---------- 提供リスト ----------
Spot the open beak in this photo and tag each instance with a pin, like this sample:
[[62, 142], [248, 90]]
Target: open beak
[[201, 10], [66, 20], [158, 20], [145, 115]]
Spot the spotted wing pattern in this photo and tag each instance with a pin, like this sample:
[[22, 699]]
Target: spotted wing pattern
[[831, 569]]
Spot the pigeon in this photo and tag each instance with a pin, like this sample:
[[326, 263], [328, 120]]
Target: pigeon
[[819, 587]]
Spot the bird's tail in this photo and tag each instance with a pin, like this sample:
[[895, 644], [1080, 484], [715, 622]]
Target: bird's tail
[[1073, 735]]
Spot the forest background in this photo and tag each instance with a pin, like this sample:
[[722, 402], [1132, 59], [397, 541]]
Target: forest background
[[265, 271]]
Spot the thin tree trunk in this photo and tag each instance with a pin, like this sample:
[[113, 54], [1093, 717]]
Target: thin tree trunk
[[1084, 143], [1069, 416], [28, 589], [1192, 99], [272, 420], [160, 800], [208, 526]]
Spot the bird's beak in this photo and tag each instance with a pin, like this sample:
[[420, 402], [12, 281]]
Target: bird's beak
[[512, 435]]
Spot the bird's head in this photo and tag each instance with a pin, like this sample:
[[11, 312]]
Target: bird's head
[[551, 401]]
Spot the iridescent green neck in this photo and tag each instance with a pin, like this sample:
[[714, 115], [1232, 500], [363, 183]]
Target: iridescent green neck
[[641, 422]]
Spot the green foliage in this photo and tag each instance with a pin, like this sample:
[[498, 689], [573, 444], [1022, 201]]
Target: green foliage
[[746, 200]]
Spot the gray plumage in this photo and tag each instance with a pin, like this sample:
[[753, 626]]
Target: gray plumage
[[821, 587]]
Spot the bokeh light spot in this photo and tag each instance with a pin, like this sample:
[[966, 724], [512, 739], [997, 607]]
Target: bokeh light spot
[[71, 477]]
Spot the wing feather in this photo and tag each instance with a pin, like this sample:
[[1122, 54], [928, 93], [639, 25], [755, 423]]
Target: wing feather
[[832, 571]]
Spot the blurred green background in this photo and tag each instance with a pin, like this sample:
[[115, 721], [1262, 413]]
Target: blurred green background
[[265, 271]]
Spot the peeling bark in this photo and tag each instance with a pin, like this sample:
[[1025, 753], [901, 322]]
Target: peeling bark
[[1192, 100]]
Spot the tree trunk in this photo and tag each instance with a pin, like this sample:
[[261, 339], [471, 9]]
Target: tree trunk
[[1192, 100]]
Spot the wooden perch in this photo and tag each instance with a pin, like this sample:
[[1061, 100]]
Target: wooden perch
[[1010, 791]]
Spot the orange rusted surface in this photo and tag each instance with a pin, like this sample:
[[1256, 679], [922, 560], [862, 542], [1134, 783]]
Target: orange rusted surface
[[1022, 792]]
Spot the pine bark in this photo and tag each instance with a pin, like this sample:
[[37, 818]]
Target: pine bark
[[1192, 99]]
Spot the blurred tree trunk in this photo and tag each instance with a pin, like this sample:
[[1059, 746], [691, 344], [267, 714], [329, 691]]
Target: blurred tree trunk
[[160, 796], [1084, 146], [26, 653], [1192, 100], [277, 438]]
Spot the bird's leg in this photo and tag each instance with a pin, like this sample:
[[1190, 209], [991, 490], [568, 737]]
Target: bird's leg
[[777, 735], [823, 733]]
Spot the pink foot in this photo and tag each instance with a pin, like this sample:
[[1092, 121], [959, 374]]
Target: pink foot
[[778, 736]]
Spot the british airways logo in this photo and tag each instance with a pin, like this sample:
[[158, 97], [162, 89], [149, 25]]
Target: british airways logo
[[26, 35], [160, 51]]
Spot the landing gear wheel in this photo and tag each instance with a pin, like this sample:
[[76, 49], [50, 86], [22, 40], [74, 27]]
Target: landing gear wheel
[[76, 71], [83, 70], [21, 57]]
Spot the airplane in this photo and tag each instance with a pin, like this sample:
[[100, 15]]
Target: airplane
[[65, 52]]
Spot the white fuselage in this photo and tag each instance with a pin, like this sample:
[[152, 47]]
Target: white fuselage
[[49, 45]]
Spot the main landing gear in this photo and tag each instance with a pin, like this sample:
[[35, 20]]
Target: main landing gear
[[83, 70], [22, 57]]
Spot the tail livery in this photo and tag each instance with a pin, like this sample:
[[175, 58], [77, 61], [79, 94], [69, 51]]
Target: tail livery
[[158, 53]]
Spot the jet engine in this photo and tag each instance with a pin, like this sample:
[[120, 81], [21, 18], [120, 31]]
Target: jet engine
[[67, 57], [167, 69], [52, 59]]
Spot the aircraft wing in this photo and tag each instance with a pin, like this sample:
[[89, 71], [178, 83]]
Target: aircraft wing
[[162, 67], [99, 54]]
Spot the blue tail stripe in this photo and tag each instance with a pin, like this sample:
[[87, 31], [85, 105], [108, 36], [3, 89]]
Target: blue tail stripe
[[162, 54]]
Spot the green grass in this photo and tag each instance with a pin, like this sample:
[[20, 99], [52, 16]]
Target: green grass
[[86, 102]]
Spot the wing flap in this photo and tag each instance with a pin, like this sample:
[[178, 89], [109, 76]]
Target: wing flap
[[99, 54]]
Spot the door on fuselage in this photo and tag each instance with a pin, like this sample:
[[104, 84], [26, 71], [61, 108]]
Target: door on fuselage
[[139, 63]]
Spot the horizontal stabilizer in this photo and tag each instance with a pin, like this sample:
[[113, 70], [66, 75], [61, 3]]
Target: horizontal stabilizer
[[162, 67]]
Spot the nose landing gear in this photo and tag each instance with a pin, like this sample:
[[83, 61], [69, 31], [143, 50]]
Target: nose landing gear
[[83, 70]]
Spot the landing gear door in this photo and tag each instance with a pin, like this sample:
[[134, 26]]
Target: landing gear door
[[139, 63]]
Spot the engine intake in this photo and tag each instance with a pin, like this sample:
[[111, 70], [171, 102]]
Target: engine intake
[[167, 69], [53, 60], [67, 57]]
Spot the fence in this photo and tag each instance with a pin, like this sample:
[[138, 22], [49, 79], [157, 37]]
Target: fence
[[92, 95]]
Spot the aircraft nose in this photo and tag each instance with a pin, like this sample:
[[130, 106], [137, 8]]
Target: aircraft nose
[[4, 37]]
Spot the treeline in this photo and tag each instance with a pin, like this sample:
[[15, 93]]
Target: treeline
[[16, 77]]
----------
上のリストの行を最初から最後まで、一字一句変えずにすべて書き写してください。

Spot the open beak in this photo and tag each instance with a pin, like this sample:
[[62, 142], [248, 90]]
Target: open beak
[[201, 10], [66, 20], [158, 20], [145, 115]]
Spot the spotted wing pattern in this photo and tag each instance with a pin, like this sample:
[[22, 699]]
Target: spotted wing pattern
[[831, 569]]
Spot the pigeon in this photo and tag each instance with a pin, like this sample:
[[326, 263], [328, 120]]
Target: pigeon
[[819, 587]]
Spot the bird's tail in this photo and tag each instance with a pin, like this sample:
[[895, 644], [1080, 484], [715, 622]]
Target: bird's tail
[[1073, 735]]
Spot the forest background in this photo and tag each instance with a pin, like this sample:
[[722, 402], [1132, 59], [397, 541]]
Target: forest background
[[265, 271]]
Spot the thin tree trunk in this photo and tag each instance with a pin, like this sample:
[[113, 54], [1093, 717]]
Target: thin tree trunk
[[1084, 143], [1069, 416], [28, 589], [1192, 99], [272, 420], [160, 800], [208, 526]]
Spot the bird's beak in this photo and tag each instance with a pin, like this sample:
[[420, 402], [12, 281]]
Target: bird's beak
[[512, 435]]
Spot the bird's head in this photo and tag each instance with a pin, like this sample:
[[11, 312]]
Target: bird's head
[[551, 401]]
Spot the iridescent green neck in this photo and tag each instance with a pin, like this sample:
[[714, 115], [1232, 500], [363, 183]]
Target: iridescent green neck
[[641, 422]]
Spot the green foliage in this photo and tag each instance with a pin, like this sample:
[[498, 689], [573, 444], [1022, 201]]
Target: green foliage
[[746, 200]]
Spot the gray plumage in this photo and tag each instance with a pin, like this sample:
[[753, 626]]
Target: gray plumage
[[821, 587]]
Spot the bokeh light spot in this photo and tag each instance with a pin, like this sample:
[[966, 724], [512, 739], [997, 607]]
Target: bokeh light spot
[[71, 477]]
Spot the wing feather in this photo and tag each instance with a pin, like this sample:
[[1122, 54], [928, 93], [639, 25], [755, 423]]
Target: wing feather
[[832, 571]]
Spot the blurred green background in this photo and tag each instance with a pin, like this sample:
[[115, 721], [1262, 413]]
Target: blurred green background
[[265, 271]]
Spot the peeling bark in this photo and tag each instance with a pin, like this sample:
[[1025, 753], [901, 322]]
Target: peeling bark
[[1192, 100]]
Spot the tree trunk in this photo and tag each instance with a pin, like this sample:
[[261, 339], [471, 9]]
Target: tree trunk
[[1192, 100]]
Spot the wooden perch in this photo and tag each instance with a pin, like this sample:
[[1061, 100]]
Target: wooden perch
[[1010, 791]]
Spot the orange rusted surface in this photo and tag each instance with a pin, like this sample:
[[1256, 679], [922, 560], [862, 542], [1134, 783]]
Target: orange rusted surface
[[1022, 792]]
Spot the pine bark in this photo and tag each instance with a pin, like this sample:
[[37, 818]]
Target: pine bark
[[1192, 99]]
Spot the blurred tree trunk in this photo and tag each instance with a pin, like this sample:
[[1059, 746], [691, 344], [267, 714], [329, 691]]
Target: blurred tree trunk
[[160, 796], [1084, 146], [26, 653], [1192, 100], [277, 438]]
Spot the bird's leg in this photo and tag each instance with a pin, like this sample:
[[1190, 209], [991, 490], [568, 737]]
Target: bird's leg
[[777, 735], [823, 733]]
Spot the pink foot in this photo and tag each instance with a pin, like this sample:
[[1092, 121], [959, 374]]
Target: pink foot
[[778, 736]]
Spot the british airways logo in this photo and tag each instance with a pin, like this sample:
[[158, 97], [162, 89], [149, 25]]
Target: british airways logo
[[26, 35], [160, 51]]
Spot the landing gear wheel in this photo and tag each instance with a pin, like this sample:
[[76, 49], [50, 86], [22, 40], [74, 27]]
Target: landing gear wheel
[[76, 71], [83, 70], [21, 57]]
Spot the airplane in this photo and tag each instance with a pin, like this sample:
[[100, 15]]
Target: airplane
[[65, 52]]
Spot the white fuselage in this photo and tag each instance with a pin, like this sample:
[[152, 47]]
Target: white fuselage
[[49, 45]]
Spot the main landing gear in this photo and tag each instance with a pin, like this sample:
[[35, 20]]
Target: main landing gear
[[83, 70], [22, 57]]
Spot the tail livery in this photo and tag each instance with a pin, like this sample:
[[175, 58], [77, 61], [79, 94], [69, 51]]
Target: tail livery
[[158, 53]]
Spot the jet engine in this photo and tag each instance with a pin, like this sample:
[[120, 81], [21, 18], [120, 31]]
Target: jet engine
[[67, 57], [167, 69], [52, 59]]
Spot the aircraft wing in this photo and tag each instance with a pin, like this sample:
[[89, 71], [178, 83]]
Target: aircraft wing
[[162, 67], [99, 54]]
Spot the blue tail stripe in this photo and tag each instance with a pin, like this sample:
[[87, 31], [85, 105], [108, 36], [3, 89]]
Target: blue tail stripe
[[162, 54]]
Spot the green grass in this photo and tag each instance with a pin, like this sample:
[[20, 99], [52, 16]]
Target: green grass
[[86, 102]]
Spot the wing flap in this photo and tag each instance with a pin, like this sample:
[[178, 89], [109, 76]]
Target: wing flap
[[99, 54]]
Spot the door on fuselage in this photo and tag each instance with a pin, like this sample:
[[104, 84], [26, 71], [61, 108]]
Target: door on fuselage
[[139, 63]]
Spot the horizontal stabilizer in this photo and tag each instance with a pin, like this sample:
[[113, 70], [66, 75], [61, 3]]
Target: horizontal stabilizer
[[162, 67]]
Spot the nose landing gear in this photo and tag each instance with a pin, like this sample:
[[83, 61], [69, 31], [143, 50]]
Target: nose landing gear
[[83, 70]]
Spot the landing gear door in this photo and tag each instance with a pin, like this sample:
[[134, 26]]
Target: landing gear door
[[139, 63]]
Spot the engine intake in this photo and tag each instance with a pin, like this sample:
[[111, 70], [171, 102]]
Target: engine intake
[[167, 69], [53, 60], [67, 57]]
Spot the fence in this photo and tag each instance with a pin, like this sample:
[[138, 22], [49, 79], [157, 37]]
Target: fence
[[92, 95]]
Spot the aircraft nose in this photo and tag each instance with a pin, like this sample:
[[130, 106], [137, 8]]
Target: aircraft nose
[[4, 37]]
Spot the treeline in this photo and tag each instance with a pin, like this sample:
[[15, 93]]
Target: treeline
[[16, 77]]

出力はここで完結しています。